▶ **What to produce**
Set the data down again, word for word, as it appears below.

▶ **Excerpted records**

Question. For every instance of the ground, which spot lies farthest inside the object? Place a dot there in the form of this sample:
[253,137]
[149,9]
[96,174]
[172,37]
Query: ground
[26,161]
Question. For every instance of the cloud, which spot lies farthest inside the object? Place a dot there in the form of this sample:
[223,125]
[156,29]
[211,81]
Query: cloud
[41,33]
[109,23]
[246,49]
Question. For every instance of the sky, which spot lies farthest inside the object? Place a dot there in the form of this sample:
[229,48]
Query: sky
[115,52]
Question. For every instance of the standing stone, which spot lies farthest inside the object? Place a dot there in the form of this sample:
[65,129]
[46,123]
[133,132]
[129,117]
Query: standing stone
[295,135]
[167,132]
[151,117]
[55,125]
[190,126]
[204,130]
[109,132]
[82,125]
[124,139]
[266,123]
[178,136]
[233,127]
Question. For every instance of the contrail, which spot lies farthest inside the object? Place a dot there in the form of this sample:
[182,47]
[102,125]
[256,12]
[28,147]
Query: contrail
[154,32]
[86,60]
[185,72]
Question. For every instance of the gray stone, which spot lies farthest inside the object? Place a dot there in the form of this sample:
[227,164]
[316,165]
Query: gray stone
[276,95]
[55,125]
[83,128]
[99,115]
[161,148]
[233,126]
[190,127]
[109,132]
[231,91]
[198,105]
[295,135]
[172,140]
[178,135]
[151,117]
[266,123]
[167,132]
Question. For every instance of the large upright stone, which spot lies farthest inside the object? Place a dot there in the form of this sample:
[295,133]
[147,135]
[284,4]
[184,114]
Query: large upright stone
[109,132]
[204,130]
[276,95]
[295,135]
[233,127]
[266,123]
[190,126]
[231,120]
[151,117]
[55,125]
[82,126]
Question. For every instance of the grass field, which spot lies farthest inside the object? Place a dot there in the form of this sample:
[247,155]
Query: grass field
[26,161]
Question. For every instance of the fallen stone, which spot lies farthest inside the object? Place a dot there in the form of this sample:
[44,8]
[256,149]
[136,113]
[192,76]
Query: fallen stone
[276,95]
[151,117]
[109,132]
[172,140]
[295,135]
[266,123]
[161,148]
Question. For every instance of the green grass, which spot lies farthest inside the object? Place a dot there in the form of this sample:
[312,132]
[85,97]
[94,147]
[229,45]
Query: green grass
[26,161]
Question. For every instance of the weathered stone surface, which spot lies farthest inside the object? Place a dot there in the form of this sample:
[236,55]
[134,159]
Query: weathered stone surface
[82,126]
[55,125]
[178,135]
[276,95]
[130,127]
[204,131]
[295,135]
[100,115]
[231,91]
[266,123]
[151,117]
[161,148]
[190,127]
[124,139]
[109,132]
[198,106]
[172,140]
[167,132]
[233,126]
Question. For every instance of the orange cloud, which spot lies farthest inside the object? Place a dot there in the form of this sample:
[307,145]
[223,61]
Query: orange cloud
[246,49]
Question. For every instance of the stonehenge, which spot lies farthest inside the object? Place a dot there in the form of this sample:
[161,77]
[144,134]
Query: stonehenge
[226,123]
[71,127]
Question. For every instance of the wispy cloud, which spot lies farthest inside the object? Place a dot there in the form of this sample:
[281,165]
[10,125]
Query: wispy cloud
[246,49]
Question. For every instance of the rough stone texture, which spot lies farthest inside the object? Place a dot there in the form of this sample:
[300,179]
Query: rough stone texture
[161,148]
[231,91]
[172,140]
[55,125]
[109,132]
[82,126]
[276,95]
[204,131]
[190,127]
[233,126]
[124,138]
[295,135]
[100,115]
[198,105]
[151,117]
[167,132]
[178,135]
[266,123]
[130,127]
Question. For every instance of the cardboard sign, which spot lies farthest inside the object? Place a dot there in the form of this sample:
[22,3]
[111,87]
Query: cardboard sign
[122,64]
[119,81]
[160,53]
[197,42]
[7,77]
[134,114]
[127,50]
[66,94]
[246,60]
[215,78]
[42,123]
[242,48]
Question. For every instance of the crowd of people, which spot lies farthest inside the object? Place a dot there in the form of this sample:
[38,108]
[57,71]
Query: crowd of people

▶ **Solution**
Question. For every instance of the ground, which spot lies farthest inside the object? Place a dot there in the form of this sample:
[253,137]
[149,9]
[96,174]
[172,37]
Query: ground
[26,161]
Question. For every instance of the cloud, which spot lies farthest inside the object? Place a dot there in the form of this sample:
[223,125]
[156,29]
[211,81]
Query: cloud
[41,33]
[109,23]
[246,49]
Question. For every instance of the sky, which spot lies farthest inside the object? Place a dot there in the form of this sample:
[229,48]
Query: sky
[115,52]
Question. For every instance of the standing stone, which spot lies farthest inside the object? Place a dot there in the form of this sample:
[65,129]
[46,123]
[133,132]
[129,117]
Query: standing stone
[295,135]
[167,132]
[151,117]
[55,125]
[190,126]
[204,130]
[109,132]
[82,125]
[124,139]
[266,123]
[178,136]
[233,127]
Question. For every instance of the contrail, which spot lies farthest inside the object? Place a dot there in the form of this sample:
[182,47]
[102,125]
[256,12]
[28,147]
Query: contrail
[154,32]
[86,60]
[185,72]
Question. For every instance of the gray stone, which spot lies farthest inside the object? Place a dot there in the form of this sample:
[227,164]
[316,165]
Query: gray stone
[276,95]
[55,125]
[83,128]
[99,115]
[161,148]
[233,126]
[190,127]
[109,132]
[231,91]
[198,105]
[295,135]
[172,140]
[178,135]
[151,117]
[266,123]
[167,132]
Question. For every instance of the large upright stone, which spot lies farthest inside the object? Place a dot there in the form of this sample:
[295,133]
[147,135]
[284,4]
[184,114]
Query: large upright stone
[109,132]
[204,130]
[276,95]
[295,135]
[233,127]
[266,123]
[190,126]
[231,120]
[151,117]
[55,125]
[82,126]
Question. For every instance of the grass field, which spot lies farthest inside the object? Place a dot there in the form of this sample:
[247,155]
Query: grass field
[26,161]
Question. For every instance of the fallen stone, which spot lies farthest inside the object? Place a dot there in the form of this sample:
[44,8]
[256,149]
[136,113]
[192,76]
Query: fallen stone
[276,95]
[151,117]
[109,132]
[172,140]
[295,135]
[266,123]
[161,148]
Question. For every instance of the green grass, which spot lies farthest inside the object? Place a dot there in the form of this sample:
[312,132]
[85,97]
[94,147]
[229,45]
Query: green grass
[26,161]
Question. For every instance of the weathered stone surface, which spot lies farthest inside the object? Place a dot there in the form of this sample:
[236,55]
[134,159]
Query: weathered stone surface
[82,126]
[55,125]
[178,135]
[276,95]
[130,127]
[204,131]
[295,135]
[100,115]
[231,91]
[266,123]
[151,117]
[161,148]
[190,127]
[124,139]
[109,132]
[198,106]
[172,140]
[167,132]
[233,126]
Question. For every instance of the orange cloud, which spot lies farthest inside the object? Place a dot there in the form of this sample:
[307,145]
[223,61]
Query: orange cloud
[246,49]
Question. For every instance of the stonehenge, which spot lies farthest inside the object? Place a dot there in the form of this sample:
[161,77]
[144,134]
Query: stonehenge
[226,123]
[71,127]
Question. For every instance of the wispy cloud, which spot lies farthest inside the object? Place a dot there in the form of this sample:
[281,165]
[10,125]
Query: wispy cloud
[246,49]
Question. For every instance of the rough stone texture, which spot lies farthest inside the object? Place a dot there in the form of this sample:
[300,179]
Query: rough stone texture
[161,148]
[231,91]
[172,140]
[55,125]
[109,132]
[82,126]
[276,95]
[204,131]
[190,127]
[233,126]
[124,138]
[295,135]
[100,115]
[198,105]
[151,117]
[167,132]
[178,135]
[266,123]
[130,127]
Question. For every instance of the cardboard sign, which spot lies farthest inside the object? Place a dot there in the form of this sample:
[22,3]
[111,87]
Query: cardboard sign
[122,64]
[119,81]
[160,53]
[197,42]
[7,77]
[134,114]
[127,50]
[66,94]
[246,60]
[215,78]
[42,123]
[242,48]
Question. For every instance of the crowd of people, which spot lies farthest inside the object? Place a dot there in the form of this sample:
[38,108]
[57,71]
Query: crowd of people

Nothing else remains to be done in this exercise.